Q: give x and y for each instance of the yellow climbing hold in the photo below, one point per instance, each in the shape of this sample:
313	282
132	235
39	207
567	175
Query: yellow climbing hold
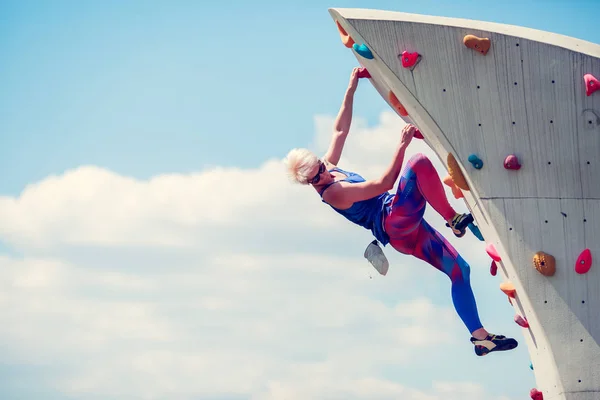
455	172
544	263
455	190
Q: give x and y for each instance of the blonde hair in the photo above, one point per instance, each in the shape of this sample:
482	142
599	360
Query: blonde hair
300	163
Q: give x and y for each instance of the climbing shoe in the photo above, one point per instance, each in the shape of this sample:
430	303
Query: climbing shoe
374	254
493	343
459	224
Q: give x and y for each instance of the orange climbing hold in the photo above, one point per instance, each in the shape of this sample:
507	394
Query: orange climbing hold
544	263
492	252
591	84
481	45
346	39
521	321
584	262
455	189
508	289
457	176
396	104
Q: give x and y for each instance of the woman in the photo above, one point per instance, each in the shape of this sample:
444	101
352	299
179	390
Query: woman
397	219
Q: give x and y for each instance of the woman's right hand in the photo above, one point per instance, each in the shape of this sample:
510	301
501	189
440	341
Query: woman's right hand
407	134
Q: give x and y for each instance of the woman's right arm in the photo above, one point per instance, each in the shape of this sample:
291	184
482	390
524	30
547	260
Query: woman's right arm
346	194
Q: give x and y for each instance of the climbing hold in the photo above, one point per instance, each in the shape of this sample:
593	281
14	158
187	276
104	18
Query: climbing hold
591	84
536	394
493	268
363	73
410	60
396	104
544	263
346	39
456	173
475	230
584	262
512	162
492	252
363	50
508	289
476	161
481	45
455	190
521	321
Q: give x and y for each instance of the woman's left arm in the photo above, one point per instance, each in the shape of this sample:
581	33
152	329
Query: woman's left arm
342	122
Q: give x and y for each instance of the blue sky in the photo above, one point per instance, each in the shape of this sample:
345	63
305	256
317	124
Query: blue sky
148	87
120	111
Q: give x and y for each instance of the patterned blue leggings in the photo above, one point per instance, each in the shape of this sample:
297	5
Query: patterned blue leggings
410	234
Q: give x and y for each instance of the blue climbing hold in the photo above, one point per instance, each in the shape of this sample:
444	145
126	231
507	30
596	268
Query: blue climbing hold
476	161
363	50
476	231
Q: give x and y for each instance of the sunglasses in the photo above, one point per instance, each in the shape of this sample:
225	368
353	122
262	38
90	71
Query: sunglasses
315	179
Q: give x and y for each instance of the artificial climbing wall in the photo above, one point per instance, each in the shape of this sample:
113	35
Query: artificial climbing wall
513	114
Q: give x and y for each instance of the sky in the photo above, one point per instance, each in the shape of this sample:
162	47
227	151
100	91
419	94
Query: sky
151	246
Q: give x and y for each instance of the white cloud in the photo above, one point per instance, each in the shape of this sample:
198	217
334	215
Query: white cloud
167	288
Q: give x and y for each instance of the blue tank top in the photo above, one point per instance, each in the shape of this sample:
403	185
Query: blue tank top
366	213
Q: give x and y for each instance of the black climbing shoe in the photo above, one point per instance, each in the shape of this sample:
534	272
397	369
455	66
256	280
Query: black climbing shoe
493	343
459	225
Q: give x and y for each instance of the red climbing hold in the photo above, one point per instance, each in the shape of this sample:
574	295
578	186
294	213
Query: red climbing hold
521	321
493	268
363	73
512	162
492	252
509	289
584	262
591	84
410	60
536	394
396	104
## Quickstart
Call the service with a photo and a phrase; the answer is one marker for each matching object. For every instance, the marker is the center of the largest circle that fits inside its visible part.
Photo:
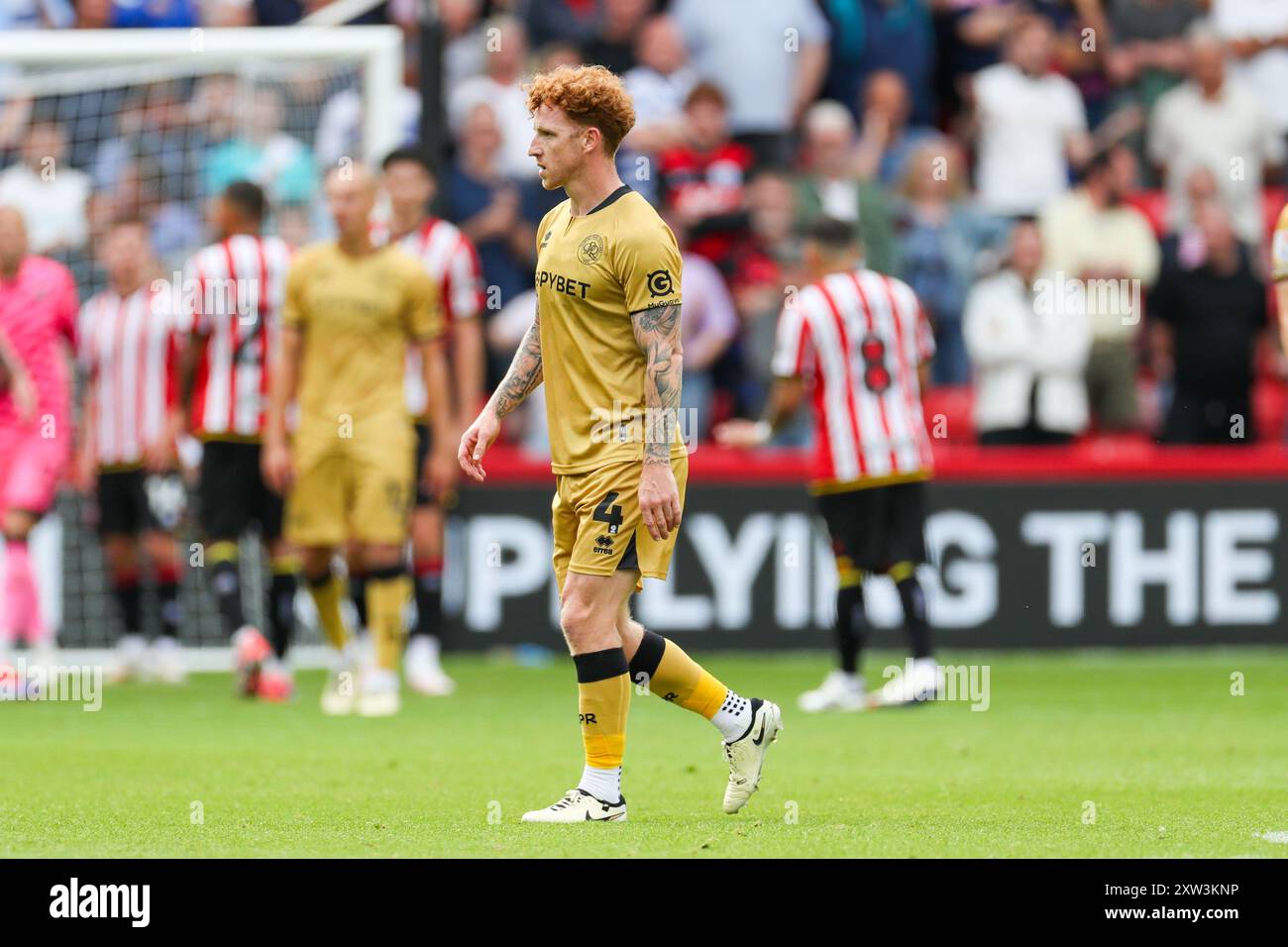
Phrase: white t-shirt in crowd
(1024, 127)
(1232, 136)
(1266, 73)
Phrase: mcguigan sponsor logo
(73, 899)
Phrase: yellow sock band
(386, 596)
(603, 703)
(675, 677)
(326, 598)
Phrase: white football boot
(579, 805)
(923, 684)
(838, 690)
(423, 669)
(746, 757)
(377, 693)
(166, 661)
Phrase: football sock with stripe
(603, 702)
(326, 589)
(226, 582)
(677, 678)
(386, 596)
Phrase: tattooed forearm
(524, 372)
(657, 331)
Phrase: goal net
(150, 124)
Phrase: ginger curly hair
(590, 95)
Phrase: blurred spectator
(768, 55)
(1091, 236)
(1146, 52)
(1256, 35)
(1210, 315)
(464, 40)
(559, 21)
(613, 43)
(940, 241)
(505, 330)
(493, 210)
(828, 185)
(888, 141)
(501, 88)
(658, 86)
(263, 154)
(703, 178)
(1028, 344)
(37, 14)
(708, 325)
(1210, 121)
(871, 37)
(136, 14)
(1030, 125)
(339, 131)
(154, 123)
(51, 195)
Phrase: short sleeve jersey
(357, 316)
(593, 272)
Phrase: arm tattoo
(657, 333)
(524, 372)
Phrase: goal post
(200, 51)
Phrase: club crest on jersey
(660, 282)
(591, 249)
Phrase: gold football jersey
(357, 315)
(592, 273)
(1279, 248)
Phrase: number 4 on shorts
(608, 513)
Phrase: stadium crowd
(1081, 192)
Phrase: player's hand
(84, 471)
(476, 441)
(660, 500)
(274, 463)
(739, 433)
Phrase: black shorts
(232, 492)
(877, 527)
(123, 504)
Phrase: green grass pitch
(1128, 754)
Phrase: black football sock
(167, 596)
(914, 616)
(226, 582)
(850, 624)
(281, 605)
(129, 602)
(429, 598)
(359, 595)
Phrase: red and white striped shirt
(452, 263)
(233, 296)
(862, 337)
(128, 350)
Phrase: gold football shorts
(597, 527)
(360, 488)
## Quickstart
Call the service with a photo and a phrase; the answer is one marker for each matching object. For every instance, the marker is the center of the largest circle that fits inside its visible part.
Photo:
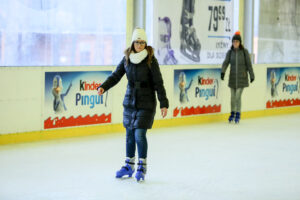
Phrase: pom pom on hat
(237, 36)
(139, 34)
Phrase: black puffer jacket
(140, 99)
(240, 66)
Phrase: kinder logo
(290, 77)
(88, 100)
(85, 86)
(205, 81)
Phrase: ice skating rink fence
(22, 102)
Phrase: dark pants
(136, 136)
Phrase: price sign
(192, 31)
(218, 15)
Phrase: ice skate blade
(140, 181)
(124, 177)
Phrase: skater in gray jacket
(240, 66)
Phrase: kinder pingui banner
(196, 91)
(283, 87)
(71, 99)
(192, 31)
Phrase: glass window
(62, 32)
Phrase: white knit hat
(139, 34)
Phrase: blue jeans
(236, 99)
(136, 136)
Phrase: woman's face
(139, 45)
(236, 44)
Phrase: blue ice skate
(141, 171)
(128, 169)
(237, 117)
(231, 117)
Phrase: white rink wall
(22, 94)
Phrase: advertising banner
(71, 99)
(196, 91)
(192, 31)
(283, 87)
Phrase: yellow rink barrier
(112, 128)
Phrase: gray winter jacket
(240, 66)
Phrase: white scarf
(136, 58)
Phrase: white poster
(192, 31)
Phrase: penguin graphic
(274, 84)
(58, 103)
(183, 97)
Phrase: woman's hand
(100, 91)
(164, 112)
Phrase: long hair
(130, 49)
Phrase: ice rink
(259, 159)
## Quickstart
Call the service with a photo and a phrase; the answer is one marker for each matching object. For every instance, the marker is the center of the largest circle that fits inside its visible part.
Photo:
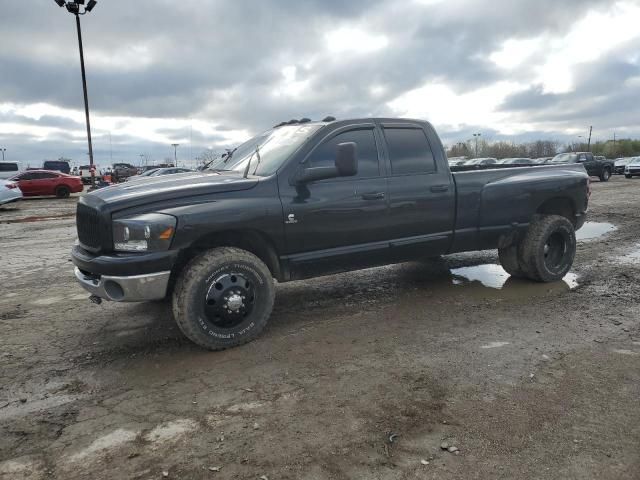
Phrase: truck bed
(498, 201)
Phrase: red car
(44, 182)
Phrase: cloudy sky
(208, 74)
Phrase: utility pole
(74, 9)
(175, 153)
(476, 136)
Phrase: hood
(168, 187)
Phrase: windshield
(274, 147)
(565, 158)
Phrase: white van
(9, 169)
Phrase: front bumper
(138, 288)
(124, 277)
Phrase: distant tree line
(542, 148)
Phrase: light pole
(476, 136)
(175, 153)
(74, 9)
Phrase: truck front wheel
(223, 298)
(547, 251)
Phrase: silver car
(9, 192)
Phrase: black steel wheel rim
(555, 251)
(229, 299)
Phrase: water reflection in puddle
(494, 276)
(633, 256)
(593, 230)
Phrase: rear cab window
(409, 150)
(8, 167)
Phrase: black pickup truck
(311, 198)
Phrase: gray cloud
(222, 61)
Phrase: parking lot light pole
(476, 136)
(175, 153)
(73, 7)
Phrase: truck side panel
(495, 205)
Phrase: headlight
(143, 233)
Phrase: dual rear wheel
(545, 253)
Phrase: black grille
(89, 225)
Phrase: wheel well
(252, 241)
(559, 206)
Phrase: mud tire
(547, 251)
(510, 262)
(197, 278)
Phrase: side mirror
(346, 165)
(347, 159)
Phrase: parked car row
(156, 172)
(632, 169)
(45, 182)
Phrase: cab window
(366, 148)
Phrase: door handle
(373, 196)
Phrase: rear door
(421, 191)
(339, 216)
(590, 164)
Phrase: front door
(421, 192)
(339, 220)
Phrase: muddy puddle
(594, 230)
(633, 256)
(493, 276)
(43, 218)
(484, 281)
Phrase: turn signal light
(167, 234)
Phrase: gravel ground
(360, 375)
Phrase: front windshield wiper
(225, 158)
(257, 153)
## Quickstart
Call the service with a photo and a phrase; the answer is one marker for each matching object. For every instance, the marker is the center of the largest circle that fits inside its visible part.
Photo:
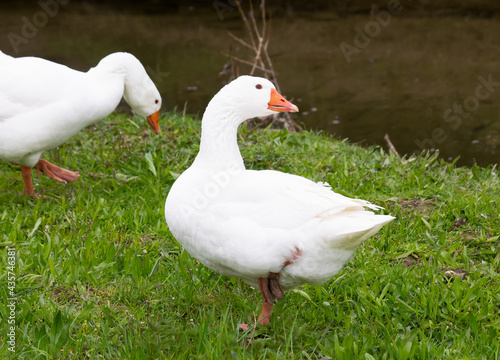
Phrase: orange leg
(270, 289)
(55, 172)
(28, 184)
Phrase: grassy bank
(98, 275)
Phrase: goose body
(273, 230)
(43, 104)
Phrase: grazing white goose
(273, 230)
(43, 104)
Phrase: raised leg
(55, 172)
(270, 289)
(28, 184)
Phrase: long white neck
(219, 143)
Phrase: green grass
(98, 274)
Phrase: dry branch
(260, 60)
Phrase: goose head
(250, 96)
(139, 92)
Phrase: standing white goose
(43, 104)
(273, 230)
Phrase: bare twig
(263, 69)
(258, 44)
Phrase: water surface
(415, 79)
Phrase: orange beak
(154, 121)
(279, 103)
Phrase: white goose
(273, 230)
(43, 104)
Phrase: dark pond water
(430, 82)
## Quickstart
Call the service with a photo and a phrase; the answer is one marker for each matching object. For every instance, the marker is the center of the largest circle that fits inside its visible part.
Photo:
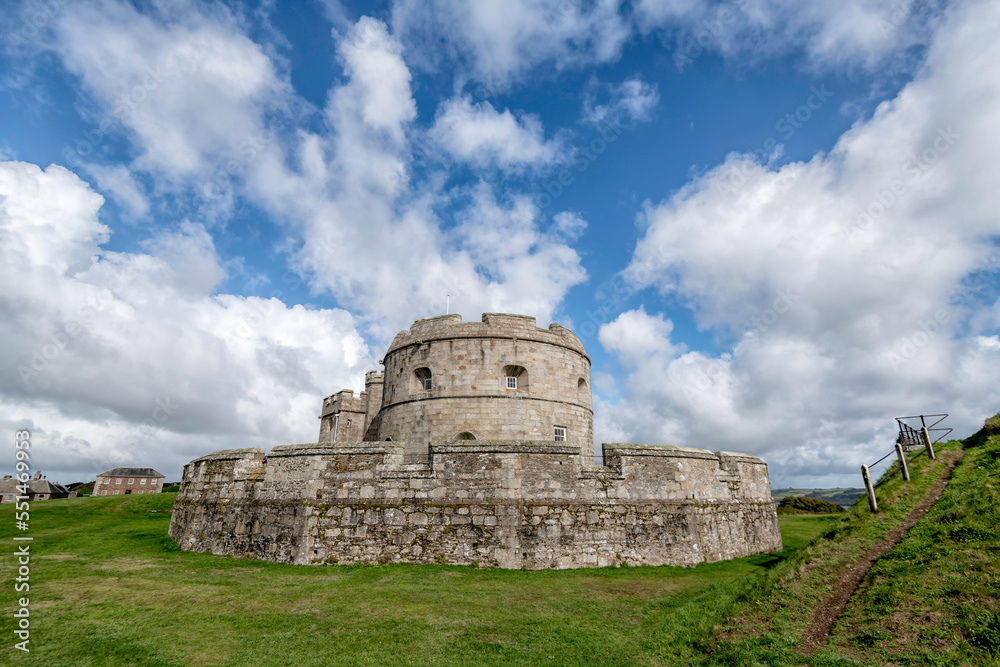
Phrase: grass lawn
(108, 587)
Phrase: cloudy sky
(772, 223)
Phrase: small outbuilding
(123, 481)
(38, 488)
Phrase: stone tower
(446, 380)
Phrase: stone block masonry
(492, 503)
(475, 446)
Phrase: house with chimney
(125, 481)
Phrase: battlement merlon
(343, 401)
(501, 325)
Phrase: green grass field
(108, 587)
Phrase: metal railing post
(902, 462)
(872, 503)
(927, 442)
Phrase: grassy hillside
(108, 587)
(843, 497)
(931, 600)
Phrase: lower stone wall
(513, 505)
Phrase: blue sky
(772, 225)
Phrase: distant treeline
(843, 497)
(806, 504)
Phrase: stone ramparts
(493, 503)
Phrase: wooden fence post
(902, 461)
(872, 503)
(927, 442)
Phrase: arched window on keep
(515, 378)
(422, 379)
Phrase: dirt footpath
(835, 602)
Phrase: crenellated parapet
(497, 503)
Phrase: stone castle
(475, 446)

→ OBJECTIVE
With pictures left out, repeat exactly the lines from the line bearing "Phrase: long white neck" through the final line of the records above.

→ EXERCISE SOLUTION
Phrase: long white neck
(219, 143)
Phrase: green grass
(98, 274)
Phrase: dry branch
(260, 60)
Phrase: goose head
(250, 96)
(139, 92)
Phrase: standing white goose
(43, 104)
(273, 230)
Phrase: bare twig
(263, 69)
(258, 44)
Phrase: water surface
(415, 79)
Phrase: orange beak
(154, 121)
(279, 103)
Phrase: white goose
(273, 230)
(43, 104)
Phrase: dark pond water
(430, 82)
## Quickstart
Call the service with a photo and a phrase; the answer is one marker for each matching object. For every instance, the marker is the center of the largest circle that fits inside its visible part.
Photo:
Phrase: grass lawn
(108, 587)
Phrase: cloudy sky
(772, 223)
Phrase: small outbuilding
(123, 481)
(38, 488)
Phrase: stone tower
(446, 380)
Phrase: stone block masonry
(492, 503)
(475, 446)
Phrase: house with chimney
(125, 481)
Phrase: battlement merlon
(343, 401)
(501, 325)
Phrase: green grass field
(108, 587)
Phrase: metal railing post
(902, 462)
(872, 503)
(927, 442)
Phrase: grassy hillside
(108, 587)
(843, 497)
(931, 600)
Phrase: lower stone wall
(513, 505)
Phrase: blue sky
(772, 225)
Phrase: distant treeline
(843, 497)
(806, 504)
Phrase: stone ramparts
(493, 503)
Phrase: wooden fence post
(902, 461)
(872, 503)
(927, 442)
Phrase: arched window on keep
(515, 378)
(422, 379)
Phrase: dirt footpath
(835, 602)
Phrase: crenellated parapet
(497, 503)
Phrase: stone castle
(475, 446)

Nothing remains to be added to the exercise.